Goal of the exercise:
Each line below should be retyped exactly, with no pictures.

* * * * *

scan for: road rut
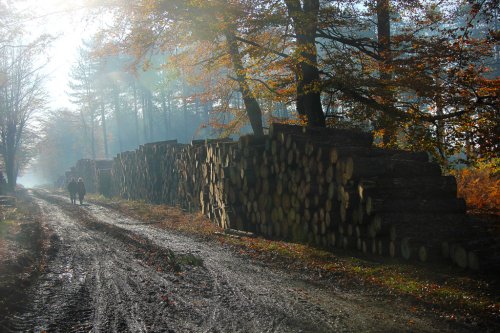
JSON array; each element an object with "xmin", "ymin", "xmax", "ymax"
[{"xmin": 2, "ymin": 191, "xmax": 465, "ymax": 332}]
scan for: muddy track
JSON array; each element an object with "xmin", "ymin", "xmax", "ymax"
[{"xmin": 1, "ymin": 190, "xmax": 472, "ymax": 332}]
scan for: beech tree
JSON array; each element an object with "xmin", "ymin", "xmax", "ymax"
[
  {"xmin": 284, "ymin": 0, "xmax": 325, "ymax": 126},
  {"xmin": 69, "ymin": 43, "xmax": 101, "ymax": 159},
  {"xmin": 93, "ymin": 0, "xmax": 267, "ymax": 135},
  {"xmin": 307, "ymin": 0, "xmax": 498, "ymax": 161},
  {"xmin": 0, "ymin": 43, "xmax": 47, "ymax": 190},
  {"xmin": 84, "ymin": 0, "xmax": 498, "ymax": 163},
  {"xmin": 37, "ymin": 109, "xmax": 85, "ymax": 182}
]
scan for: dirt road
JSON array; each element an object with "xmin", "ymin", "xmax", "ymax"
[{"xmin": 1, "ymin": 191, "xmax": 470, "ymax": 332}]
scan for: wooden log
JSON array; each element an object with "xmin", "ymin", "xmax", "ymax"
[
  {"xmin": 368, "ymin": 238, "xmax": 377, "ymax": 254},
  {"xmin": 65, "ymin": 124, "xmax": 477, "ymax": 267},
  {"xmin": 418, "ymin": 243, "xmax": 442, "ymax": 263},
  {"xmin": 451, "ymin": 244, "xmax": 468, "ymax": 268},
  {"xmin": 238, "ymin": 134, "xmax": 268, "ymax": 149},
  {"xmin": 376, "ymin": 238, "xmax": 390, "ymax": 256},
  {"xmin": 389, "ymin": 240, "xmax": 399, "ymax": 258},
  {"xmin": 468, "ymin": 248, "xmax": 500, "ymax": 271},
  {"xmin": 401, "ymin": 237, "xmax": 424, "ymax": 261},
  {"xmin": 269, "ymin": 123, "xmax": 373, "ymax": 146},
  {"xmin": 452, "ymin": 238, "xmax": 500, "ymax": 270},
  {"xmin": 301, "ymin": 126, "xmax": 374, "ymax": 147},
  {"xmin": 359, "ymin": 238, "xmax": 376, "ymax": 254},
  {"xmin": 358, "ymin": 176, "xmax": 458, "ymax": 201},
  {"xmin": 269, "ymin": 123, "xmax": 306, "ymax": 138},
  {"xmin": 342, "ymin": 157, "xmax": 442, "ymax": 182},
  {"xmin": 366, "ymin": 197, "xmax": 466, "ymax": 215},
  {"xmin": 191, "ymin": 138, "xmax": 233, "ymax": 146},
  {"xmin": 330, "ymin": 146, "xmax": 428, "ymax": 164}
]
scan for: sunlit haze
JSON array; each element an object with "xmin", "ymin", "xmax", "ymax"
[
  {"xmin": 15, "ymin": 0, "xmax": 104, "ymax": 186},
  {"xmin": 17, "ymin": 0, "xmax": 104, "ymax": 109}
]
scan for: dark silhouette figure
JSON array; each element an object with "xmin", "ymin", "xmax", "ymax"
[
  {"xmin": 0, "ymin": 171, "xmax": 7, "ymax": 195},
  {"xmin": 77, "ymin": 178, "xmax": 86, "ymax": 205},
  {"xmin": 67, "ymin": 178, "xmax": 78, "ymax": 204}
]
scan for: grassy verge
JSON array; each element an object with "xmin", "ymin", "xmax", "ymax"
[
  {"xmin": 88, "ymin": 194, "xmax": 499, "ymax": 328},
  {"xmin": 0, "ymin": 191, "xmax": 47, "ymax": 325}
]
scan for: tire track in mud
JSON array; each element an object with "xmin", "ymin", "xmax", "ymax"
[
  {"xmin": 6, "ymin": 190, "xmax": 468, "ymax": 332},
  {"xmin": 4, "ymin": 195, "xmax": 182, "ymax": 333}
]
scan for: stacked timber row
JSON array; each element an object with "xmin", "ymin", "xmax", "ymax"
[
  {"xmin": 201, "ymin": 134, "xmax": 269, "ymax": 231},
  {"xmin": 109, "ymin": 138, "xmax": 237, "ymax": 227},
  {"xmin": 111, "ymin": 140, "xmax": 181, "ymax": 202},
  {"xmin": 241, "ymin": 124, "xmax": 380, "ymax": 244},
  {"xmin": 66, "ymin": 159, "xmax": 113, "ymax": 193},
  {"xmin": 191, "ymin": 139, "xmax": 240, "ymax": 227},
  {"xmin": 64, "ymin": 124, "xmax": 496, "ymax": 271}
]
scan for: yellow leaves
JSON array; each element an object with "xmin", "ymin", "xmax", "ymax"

* * * * *

Written response:
scan for: road rut
JSON array; each element an object with "xmin", "ymin", "xmax", "ymax"
[{"xmin": 2, "ymin": 191, "xmax": 465, "ymax": 332}]
scan for: muddy track
JSON array; each element an object with "xmin", "ymin", "xmax", "ymax"
[{"xmin": 1, "ymin": 190, "xmax": 472, "ymax": 332}]
scan for: beech tree
JSON array; each element an object with "xmin", "ymin", "xmax", "ymax"
[
  {"xmin": 284, "ymin": 0, "xmax": 325, "ymax": 126},
  {"xmin": 69, "ymin": 43, "xmax": 101, "ymax": 159},
  {"xmin": 93, "ymin": 0, "xmax": 267, "ymax": 135},
  {"xmin": 307, "ymin": 0, "xmax": 498, "ymax": 161},
  {"xmin": 0, "ymin": 43, "xmax": 47, "ymax": 190},
  {"xmin": 84, "ymin": 0, "xmax": 498, "ymax": 163},
  {"xmin": 37, "ymin": 109, "xmax": 85, "ymax": 182}
]
scan for: dirt road
JSON array; each element an object with "xmin", "ymin", "xmax", "ymax"
[{"xmin": 1, "ymin": 191, "xmax": 470, "ymax": 332}]
scan for: wooden log
JSON array; each element an object with "xmin", "ymin", "xmax", "ymax"
[
  {"xmin": 368, "ymin": 238, "xmax": 377, "ymax": 254},
  {"xmin": 65, "ymin": 124, "xmax": 477, "ymax": 267},
  {"xmin": 418, "ymin": 243, "xmax": 442, "ymax": 263},
  {"xmin": 451, "ymin": 244, "xmax": 468, "ymax": 268},
  {"xmin": 238, "ymin": 134, "xmax": 268, "ymax": 149},
  {"xmin": 376, "ymin": 238, "xmax": 390, "ymax": 256},
  {"xmin": 389, "ymin": 240, "xmax": 399, "ymax": 258},
  {"xmin": 468, "ymin": 248, "xmax": 500, "ymax": 271},
  {"xmin": 401, "ymin": 237, "xmax": 424, "ymax": 261},
  {"xmin": 269, "ymin": 123, "xmax": 373, "ymax": 146},
  {"xmin": 452, "ymin": 238, "xmax": 500, "ymax": 270},
  {"xmin": 301, "ymin": 126, "xmax": 374, "ymax": 147},
  {"xmin": 359, "ymin": 238, "xmax": 376, "ymax": 254},
  {"xmin": 358, "ymin": 176, "xmax": 458, "ymax": 201},
  {"xmin": 269, "ymin": 123, "xmax": 306, "ymax": 138},
  {"xmin": 342, "ymin": 157, "xmax": 442, "ymax": 182},
  {"xmin": 366, "ymin": 197, "xmax": 466, "ymax": 215},
  {"xmin": 191, "ymin": 138, "xmax": 233, "ymax": 146},
  {"xmin": 330, "ymin": 146, "xmax": 428, "ymax": 164}
]
scan for: sunlit haze
JSON array; each element an object with "xmin", "ymin", "xmax", "ymax"
[
  {"xmin": 15, "ymin": 0, "xmax": 104, "ymax": 186},
  {"xmin": 17, "ymin": 0, "xmax": 104, "ymax": 109}
]
scan for: dark silhouette figure
JSON array; each element an object with "xmin", "ymin", "xmax", "ymax"
[
  {"xmin": 0, "ymin": 171, "xmax": 7, "ymax": 195},
  {"xmin": 77, "ymin": 178, "xmax": 86, "ymax": 205},
  {"xmin": 67, "ymin": 178, "xmax": 78, "ymax": 204}
]
scan for: grassy verge
JSON array; each element an object with "xmin", "ymin", "xmax", "ymax"
[
  {"xmin": 88, "ymin": 194, "xmax": 499, "ymax": 328},
  {"xmin": 0, "ymin": 191, "xmax": 47, "ymax": 325}
]
scan for: tire track in mud
JSON array; each element an object with "xmin", "ymin", "xmax", "ymax"
[
  {"xmin": 6, "ymin": 190, "xmax": 468, "ymax": 332},
  {"xmin": 4, "ymin": 195, "xmax": 182, "ymax": 333}
]
scan for: stacked timber row
JSON array; each element an object with "xmin", "ymin", "xmax", "ymax"
[
  {"xmin": 201, "ymin": 134, "xmax": 269, "ymax": 231},
  {"xmin": 109, "ymin": 138, "xmax": 237, "ymax": 227},
  {"xmin": 111, "ymin": 140, "xmax": 181, "ymax": 202},
  {"xmin": 241, "ymin": 124, "xmax": 380, "ymax": 244},
  {"xmin": 66, "ymin": 159, "xmax": 113, "ymax": 193},
  {"xmin": 191, "ymin": 139, "xmax": 240, "ymax": 227},
  {"xmin": 64, "ymin": 124, "xmax": 496, "ymax": 271}
]
scan for: yellow leaves
JSON array; each element an object with "xmin", "ymin", "xmax", "ymax"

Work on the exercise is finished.